++++ Data supplied ++++

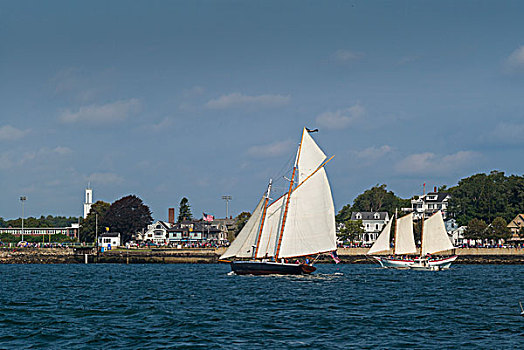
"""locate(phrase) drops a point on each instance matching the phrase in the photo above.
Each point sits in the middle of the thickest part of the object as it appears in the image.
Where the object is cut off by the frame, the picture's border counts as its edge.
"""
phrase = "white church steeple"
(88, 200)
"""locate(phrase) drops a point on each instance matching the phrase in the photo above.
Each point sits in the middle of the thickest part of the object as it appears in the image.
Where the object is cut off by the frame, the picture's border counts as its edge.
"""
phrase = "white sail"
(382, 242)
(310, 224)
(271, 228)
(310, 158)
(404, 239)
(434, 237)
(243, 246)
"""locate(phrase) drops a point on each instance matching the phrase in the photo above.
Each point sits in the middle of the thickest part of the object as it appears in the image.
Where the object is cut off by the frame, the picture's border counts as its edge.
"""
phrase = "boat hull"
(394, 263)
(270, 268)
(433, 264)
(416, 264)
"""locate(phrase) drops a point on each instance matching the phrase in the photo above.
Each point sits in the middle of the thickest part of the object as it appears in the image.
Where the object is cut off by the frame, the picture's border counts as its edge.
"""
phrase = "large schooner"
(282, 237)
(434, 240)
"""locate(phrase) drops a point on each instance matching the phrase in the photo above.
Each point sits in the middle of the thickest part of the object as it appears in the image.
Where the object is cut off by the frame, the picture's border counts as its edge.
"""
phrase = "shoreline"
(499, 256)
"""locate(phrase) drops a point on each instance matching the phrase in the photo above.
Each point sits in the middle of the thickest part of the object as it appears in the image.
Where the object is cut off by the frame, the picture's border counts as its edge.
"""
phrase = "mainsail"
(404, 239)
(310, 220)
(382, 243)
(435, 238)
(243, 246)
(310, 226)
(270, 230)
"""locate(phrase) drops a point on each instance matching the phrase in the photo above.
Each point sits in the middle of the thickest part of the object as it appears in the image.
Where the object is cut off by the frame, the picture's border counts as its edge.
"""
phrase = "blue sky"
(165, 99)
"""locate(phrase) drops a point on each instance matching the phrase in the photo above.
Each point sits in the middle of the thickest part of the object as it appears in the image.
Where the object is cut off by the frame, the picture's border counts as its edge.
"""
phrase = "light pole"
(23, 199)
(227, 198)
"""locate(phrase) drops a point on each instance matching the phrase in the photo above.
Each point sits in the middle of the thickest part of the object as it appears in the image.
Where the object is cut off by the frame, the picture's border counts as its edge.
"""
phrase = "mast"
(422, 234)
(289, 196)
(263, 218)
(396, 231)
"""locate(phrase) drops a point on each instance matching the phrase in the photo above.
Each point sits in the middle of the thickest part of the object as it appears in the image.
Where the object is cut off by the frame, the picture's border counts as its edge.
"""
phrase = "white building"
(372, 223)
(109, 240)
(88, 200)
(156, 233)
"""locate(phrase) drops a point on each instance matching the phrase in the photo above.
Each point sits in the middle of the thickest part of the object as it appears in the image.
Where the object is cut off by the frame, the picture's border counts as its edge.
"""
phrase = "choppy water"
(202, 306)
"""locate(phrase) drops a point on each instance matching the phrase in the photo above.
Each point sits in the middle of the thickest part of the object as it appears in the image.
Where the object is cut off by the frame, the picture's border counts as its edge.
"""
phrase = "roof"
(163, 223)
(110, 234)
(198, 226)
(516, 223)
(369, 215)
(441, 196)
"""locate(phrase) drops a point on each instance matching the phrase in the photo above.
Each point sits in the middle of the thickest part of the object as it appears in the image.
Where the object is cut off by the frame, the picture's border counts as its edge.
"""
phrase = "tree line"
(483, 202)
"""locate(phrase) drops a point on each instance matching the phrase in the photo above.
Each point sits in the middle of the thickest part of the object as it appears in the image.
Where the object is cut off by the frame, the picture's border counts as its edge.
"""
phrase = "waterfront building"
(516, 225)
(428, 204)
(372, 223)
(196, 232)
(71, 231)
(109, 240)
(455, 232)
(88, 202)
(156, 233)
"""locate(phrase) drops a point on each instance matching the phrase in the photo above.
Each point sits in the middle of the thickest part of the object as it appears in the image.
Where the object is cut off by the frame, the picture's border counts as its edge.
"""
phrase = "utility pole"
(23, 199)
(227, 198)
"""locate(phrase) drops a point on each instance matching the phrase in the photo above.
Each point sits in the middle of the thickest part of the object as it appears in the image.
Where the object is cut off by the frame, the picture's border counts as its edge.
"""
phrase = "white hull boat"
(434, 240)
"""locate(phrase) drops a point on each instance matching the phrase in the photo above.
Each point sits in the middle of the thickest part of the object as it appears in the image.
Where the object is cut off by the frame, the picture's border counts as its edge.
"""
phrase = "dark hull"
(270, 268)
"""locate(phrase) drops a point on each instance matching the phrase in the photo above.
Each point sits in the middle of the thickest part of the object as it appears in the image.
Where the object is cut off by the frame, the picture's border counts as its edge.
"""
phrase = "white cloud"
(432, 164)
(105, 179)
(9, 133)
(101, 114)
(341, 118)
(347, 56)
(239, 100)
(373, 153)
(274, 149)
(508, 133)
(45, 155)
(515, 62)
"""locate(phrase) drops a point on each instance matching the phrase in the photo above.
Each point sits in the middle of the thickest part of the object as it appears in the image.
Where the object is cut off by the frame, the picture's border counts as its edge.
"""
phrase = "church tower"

++++

[Direction] List each line of the rows above that contains the string "building". Treat uppercase and lowercase letters as different.

[Output of the task]
phrase = "white building"
phrase = "waterfront building"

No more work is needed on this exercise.